Usage Examples¶

Comprehensive examples for Truthound data quality validation scenarios.

Table of Contents¶

Basic Validation
Schema-Based Validation
Drift Detection
Anomaly Detection
PII Detection and Masking
Cross-Table Validation
Time Series Validation
Privacy Compliance
Advanced Patterns
CLI Quick Reference

1. Basic Validation¶

Simple Data Check¶

import truthound as th

# Validate a CSV file
report = th.check("data.csv")
print(report)

# Validate a DataFrame
import polars as pl
df = pl.read_parquet("data.parquet")
report = th.check(df)

# Check validation status
if not report.has_issues:
    print("All validations passed!")
else:
    print(f"Found {len(report.issues)} issues")
    for issue in report.issues:
        print(f"  [{issue.severity.value}] {issue.column}: {issue.issue_type}")

Filtering by Severity¶

# Only show medium severity and above
report = th.check(df, min_severity="medium")

# Only show critical issues
report = th.check(df, min_severity="critical")

Selecting Specific Validators¶

# Run only specific validators
report = th.check(df, validators=["null", "duplicate", "outlier"])

# Validate specific columns only
report = th.check(df, columns=["email", "phone", "ssn"])

Strict Mode (CI/CD)¶

import sys

# Run validation with severity filter
report = th.check("data.csv", min_severity="high")

# Exit with error code if any issues found
if report.has_issues:
    sys.exit(1)

# For critical issues check
if report.has_critical:
    sys.exit(1)

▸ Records
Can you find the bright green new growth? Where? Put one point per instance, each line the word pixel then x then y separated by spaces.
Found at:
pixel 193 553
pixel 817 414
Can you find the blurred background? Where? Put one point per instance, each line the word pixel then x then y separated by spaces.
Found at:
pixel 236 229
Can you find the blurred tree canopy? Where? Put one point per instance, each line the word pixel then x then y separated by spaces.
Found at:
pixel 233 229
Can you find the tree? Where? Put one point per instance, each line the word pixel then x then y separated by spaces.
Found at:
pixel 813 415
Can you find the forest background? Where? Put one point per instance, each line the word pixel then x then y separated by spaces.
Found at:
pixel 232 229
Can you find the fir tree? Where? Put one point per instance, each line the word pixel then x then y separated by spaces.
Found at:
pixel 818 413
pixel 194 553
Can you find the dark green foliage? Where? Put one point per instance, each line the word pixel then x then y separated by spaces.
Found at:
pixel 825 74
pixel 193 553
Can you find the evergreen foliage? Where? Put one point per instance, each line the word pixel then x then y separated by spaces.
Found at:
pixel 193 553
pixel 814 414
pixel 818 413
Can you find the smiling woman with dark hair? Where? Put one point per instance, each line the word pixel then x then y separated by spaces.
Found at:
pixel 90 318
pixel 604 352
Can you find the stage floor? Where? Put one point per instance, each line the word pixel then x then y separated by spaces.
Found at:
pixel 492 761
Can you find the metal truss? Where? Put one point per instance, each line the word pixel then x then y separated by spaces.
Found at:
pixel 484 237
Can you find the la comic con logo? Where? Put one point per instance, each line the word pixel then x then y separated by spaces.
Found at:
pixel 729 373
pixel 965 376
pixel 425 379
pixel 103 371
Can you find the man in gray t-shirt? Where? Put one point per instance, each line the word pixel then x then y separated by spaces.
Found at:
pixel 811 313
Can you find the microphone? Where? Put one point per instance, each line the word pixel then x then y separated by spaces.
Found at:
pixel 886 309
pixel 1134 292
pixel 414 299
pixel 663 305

▸ Written instruction A
From the Truthound usage page, copy the lines that begin at the words "import truthound as" and stop after the words "report = th.check(df)".
▸ Written instruction B
Answer these questions from the Truthound usage page:
(i) What file does the DataFrame example read with Polars?
(ii) What three validators are named in the example that runs only specific validators?
(iii) What minimum severity does the strict mode (CI/CD) example pass to the check?

▸ Response A
import truthound as th

# Validate a CSV file
report = th.check("data.csv")
print(report)

# Validate a DataFrame
import polars as pl
df = pl.read_parquet("data.parquet")
report = th.check(df)

▸ Response B
(i) data.parquet
(ii) null, duplicate, and outlier
(iii) high